▶ Your instructions
Render the material as a numbered list, starting at the line that contains "target: acupuncture needle" and ending at the line that contains "rule: each instance of the acupuncture", both included, with blank lines left out.

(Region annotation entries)
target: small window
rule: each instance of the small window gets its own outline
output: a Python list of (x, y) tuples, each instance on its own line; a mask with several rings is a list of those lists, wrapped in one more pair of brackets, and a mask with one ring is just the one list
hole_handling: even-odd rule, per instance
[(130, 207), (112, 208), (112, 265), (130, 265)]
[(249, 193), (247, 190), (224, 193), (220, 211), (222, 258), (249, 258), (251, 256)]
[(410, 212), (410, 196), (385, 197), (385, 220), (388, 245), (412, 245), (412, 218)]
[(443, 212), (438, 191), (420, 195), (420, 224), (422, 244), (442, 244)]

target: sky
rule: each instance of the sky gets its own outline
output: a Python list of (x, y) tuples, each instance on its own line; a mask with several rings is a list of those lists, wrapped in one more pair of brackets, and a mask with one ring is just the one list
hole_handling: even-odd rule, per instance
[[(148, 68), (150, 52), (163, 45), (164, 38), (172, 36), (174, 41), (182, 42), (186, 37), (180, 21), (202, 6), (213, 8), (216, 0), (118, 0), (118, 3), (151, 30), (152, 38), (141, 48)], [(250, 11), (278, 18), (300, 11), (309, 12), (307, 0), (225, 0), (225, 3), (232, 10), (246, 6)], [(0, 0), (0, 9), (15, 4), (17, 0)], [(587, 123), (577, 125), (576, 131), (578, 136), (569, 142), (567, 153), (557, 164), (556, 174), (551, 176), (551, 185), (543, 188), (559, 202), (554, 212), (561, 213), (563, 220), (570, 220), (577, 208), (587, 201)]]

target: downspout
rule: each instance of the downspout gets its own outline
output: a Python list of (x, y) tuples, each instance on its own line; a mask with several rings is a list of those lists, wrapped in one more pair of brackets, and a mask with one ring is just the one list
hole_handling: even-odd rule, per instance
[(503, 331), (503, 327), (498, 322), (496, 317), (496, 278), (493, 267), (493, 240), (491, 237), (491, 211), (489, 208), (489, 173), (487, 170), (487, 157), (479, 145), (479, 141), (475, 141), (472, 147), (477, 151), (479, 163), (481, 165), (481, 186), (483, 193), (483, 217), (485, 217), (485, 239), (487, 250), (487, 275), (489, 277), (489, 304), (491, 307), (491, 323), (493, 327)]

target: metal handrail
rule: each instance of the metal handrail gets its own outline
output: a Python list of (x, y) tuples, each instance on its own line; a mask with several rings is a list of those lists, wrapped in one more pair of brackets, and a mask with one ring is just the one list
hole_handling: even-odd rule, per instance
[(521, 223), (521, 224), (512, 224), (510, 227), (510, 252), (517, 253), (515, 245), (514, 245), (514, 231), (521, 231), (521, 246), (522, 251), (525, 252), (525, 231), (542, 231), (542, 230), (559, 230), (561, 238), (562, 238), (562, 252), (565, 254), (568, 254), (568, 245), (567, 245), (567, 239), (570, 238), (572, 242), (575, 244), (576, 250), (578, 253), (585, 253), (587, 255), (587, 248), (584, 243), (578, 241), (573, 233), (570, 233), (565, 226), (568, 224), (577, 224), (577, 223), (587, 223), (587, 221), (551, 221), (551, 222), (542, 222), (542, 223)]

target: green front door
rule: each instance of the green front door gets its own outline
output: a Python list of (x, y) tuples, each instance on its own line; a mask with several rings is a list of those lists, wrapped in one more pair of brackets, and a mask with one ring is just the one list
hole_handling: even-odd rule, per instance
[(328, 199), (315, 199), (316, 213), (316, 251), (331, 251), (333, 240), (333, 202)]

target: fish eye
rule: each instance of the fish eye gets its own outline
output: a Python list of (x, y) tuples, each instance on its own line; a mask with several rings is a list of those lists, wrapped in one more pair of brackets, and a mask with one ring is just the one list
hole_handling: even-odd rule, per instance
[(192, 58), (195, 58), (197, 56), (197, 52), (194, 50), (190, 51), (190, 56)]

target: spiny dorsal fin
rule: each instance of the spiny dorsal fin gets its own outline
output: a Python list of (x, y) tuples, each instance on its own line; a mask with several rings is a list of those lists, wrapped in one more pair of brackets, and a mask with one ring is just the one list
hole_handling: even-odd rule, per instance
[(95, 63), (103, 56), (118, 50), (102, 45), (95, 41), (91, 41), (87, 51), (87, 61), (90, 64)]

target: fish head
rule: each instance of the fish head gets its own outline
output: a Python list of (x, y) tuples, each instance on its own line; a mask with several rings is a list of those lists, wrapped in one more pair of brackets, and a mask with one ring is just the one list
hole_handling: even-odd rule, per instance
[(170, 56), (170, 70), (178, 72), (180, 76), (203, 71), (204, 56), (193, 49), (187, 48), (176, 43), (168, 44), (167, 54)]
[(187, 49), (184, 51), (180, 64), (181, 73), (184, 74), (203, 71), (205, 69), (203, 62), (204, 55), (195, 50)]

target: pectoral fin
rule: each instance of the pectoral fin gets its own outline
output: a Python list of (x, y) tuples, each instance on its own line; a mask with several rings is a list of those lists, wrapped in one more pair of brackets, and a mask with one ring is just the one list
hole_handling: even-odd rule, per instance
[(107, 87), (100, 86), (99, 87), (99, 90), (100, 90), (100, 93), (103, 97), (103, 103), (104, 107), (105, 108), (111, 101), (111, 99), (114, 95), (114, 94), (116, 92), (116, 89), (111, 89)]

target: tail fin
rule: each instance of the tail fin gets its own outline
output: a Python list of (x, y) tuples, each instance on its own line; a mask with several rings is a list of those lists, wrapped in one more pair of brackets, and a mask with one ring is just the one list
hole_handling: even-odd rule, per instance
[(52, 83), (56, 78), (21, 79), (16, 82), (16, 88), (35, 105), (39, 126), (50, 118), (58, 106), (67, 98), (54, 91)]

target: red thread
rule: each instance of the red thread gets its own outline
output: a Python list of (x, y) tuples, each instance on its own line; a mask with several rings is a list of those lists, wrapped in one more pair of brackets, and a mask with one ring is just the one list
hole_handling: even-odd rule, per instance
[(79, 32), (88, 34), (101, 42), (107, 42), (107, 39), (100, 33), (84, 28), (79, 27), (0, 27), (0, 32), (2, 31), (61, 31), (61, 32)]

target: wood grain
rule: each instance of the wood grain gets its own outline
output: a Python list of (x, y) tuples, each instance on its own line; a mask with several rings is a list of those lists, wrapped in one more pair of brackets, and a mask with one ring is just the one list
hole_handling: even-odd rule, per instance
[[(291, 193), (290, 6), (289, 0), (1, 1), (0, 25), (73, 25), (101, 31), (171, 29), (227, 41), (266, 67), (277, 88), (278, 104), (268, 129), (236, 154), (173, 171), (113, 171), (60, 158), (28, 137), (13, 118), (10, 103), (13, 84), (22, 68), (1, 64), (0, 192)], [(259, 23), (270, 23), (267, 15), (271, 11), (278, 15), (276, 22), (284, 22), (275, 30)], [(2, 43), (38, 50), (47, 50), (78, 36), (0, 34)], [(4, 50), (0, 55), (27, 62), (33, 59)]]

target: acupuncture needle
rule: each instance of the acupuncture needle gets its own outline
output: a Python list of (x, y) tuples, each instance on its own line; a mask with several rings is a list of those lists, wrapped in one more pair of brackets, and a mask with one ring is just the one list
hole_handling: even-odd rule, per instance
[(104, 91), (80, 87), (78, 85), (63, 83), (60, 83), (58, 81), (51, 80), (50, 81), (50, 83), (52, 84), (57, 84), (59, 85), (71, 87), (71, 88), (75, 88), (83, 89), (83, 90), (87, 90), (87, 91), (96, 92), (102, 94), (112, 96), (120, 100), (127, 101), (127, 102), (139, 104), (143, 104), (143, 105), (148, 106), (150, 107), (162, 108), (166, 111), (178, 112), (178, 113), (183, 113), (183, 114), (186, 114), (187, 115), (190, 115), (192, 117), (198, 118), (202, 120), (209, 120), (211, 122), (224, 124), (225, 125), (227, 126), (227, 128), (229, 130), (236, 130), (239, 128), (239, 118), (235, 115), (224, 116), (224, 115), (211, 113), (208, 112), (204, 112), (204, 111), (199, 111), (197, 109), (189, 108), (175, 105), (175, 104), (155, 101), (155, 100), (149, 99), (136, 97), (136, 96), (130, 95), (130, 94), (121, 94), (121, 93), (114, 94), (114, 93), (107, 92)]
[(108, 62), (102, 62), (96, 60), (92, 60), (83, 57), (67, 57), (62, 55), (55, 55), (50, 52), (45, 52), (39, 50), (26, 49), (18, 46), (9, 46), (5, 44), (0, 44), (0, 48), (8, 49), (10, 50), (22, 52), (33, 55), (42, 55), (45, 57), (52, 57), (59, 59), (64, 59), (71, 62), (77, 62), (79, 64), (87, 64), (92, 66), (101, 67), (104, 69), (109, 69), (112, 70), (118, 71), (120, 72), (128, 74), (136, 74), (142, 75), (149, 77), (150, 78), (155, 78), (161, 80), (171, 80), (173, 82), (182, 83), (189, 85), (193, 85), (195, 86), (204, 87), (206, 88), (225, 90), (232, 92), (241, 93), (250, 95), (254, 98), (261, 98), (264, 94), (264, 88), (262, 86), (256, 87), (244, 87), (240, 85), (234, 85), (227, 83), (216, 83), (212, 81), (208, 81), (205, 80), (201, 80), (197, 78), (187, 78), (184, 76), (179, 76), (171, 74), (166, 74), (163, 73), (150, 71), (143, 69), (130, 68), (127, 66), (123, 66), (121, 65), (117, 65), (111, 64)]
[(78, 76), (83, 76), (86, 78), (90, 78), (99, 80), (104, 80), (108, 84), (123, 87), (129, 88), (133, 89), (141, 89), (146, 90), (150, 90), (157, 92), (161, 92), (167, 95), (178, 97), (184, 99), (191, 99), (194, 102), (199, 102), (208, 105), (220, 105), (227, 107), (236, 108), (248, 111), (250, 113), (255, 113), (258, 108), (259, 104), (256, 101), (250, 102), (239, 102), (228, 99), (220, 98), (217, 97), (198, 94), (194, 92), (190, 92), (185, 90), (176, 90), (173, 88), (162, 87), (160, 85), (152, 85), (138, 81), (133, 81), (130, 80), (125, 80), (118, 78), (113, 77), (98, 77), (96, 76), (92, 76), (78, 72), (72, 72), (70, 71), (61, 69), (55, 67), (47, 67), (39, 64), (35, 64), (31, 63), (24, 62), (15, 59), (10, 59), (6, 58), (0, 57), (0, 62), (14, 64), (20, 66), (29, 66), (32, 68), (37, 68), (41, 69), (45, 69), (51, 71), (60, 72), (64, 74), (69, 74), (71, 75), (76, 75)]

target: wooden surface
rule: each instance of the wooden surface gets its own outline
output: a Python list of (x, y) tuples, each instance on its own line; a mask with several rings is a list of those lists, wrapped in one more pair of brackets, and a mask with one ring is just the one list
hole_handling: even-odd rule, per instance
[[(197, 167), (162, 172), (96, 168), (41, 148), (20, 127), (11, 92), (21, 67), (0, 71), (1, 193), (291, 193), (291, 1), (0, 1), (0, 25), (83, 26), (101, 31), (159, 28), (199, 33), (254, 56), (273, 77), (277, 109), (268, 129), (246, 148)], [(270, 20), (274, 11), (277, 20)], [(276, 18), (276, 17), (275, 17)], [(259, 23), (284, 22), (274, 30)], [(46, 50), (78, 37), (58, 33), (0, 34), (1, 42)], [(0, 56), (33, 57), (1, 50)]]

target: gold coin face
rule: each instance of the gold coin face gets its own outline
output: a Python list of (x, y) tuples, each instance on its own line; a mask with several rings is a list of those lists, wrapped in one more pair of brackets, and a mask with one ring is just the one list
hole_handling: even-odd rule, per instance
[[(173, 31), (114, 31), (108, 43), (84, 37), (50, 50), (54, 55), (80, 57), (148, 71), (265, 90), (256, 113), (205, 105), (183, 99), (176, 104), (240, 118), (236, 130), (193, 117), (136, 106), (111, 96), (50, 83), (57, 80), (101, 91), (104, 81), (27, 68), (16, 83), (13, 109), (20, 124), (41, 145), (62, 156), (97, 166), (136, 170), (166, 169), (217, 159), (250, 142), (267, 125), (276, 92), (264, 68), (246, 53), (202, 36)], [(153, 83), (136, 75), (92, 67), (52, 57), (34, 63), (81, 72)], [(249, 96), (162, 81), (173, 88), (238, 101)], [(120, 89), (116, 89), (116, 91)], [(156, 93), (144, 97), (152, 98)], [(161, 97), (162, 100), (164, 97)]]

▶ Final result
1. target: acupuncture needle
2. rule: each instance of the acupuncture needle gets its own outline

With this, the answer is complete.